Вовсе не случайно многие политические заключенные, попавшие в сталинские лагеря только потому, что не хотели «разоружиться перед партией», то есть отказаться от каких-то пунктов каких-то «платформ» и резолюций, спустя двадцатилетие, выйдя на свободу, с ужасом смотрели на своих лишившихся иллюзий современников как на циников, для которых не осталось ничего святого.
Мандельштам, разумеется, не имел с этими людьми ничего общего. Но если мы хотим понять, что делалось в его душе, мы не в праве с пренебрежением отмахиваться и от этих слабых душ, не вынесших свалившейся на них тяжести и настойчиво убеждавших себя, что они сохранили свои подлинные убеждения и взгляды. Они искренне думали, что сохранили душу свою невзирая на все телесные муки. Между тем на самом деле они лишь на долгие годы законсервировали однажды явившийся в их душе страх перед сознанием полного, абсолютного своего социального одиночества
Поэт всегда в конфликте с современниками (а иногда и с потомками), но это не столько социальный конфликт, сколько конфликт с самой человеческой природой.
Суть противоречия лежит не в сфере социологии. Это явление совершенно особого свойства.
Что же это за «высокая страсть», что за странная, необъяснимая сила, из века в век заставляющая поэтов, как говорил Пушкин, — «для звуков жизни не щадить»?
Что вынудило слабого, запуганного, боящегося физических страданий Мандельштама написать стихи о Сталине, почти наверняка чреватые для него гибелью? Мало того! Не только сочинить, но, сочинив, прочесть — и не двум-трем особо избранным, а одиннадцати знакомым?

^^^^^^^^^^^^^^^^

_Список заданий_.
• 1. Повторите дословно фрагмент текста о Мандельштаме, начиная со слов «Мандельштам, разумеется, не» и заканчивая словами «самой человеческой природой.».
• 2. Переведите на английский язык предложение из текста о Мандельштаме: «Поэт всегда в конфликте с современниками (а иногда и с потомками), но это не столько социальный конфликт, сколько конфликт с самой человеческой природой».

Описания областей на естественном языке:
^^^^^^^^^^^^^^^^

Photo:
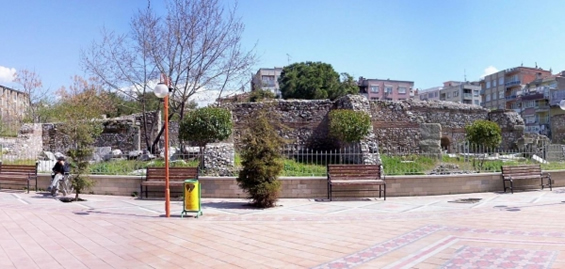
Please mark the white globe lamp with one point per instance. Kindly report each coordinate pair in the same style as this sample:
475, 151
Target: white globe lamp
562, 104
161, 90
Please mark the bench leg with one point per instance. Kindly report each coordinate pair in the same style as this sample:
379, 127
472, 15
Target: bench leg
330, 196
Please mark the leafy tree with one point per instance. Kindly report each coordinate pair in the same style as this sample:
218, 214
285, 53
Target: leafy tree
124, 105
206, 125
349, 125
309, 80
484, 134
77, 110
260, 94
32, 85
262, 161
196, 44
347, 85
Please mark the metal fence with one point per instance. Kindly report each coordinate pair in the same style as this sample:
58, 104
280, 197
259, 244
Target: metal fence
307, 162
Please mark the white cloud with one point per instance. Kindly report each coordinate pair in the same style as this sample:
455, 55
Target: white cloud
489, 70
7, 74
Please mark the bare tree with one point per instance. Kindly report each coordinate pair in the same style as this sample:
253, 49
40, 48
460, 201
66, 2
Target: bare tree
31, 84
197, 44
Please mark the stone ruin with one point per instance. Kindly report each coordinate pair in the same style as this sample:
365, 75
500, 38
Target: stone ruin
407, 126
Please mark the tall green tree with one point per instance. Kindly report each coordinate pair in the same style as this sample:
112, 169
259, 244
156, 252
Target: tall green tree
308, 80
262, 161
196, 43
206, 125
78, 109
483, 135
348, 125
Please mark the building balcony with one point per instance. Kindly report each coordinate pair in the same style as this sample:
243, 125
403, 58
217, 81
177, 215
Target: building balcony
512, 83
542, 108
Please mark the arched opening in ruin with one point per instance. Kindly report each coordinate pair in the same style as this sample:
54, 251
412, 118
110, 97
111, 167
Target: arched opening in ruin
445, 143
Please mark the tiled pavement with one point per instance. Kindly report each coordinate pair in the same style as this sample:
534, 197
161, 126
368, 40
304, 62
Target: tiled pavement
520, 230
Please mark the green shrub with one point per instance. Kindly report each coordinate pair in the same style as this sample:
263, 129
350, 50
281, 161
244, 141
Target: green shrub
262, 161
349, 125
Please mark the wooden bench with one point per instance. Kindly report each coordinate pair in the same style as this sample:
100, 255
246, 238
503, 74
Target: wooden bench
510, 173
355, 175
18, 173
155, 176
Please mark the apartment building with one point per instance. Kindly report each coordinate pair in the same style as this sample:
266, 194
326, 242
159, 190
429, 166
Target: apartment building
381, 89
500, 90
429, 94
461, 92
13, 104
267, 79
539, 100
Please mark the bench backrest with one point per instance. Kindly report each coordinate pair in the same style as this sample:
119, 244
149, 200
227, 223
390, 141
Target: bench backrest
354, 171
521, 170
18, 169
175, 173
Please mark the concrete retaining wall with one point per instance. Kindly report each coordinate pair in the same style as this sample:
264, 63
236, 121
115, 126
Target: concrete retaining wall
316, 187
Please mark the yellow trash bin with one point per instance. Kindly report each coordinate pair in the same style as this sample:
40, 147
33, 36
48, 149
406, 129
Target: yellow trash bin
191, 199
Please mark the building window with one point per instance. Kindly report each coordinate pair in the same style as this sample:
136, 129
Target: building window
268, 81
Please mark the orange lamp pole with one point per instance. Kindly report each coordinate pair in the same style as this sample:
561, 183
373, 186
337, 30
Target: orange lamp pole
162, 91
167, 189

^^^^^^^^^^^^^^^^

_Ответы по заданиям_.
• 1.
Мандельштам, разумеется, не имел с этими людьми ничего общего. Но если мы хотим понять, что делалось в его душе, мы не в праве с пренебрежением отмахиваться и от этих слабых душ, не вынесших свалившейся на них тяжести и настойчиво убеждавших себя, что они сохранили свои подлинные убеждения и взгляды. Они искренне думали, что сохранили душу свою невзирая на все телесные муки. Между тем на самом деле они лишь на долгие годы законсервировали однажды явившийся в их душе страх перед сознанием полного, абсолютного своего социального одиночества
Поэт всегда в конфликте с современниками (а иногда и с потомками), но это не столько социальный конфликт, сколько конфликт с самой человеческой природой.

• 2. A poet is always in conflict with contemporaries (and sometimes with descendants), but this is not so much a social conflict as a conflict with human nature itself.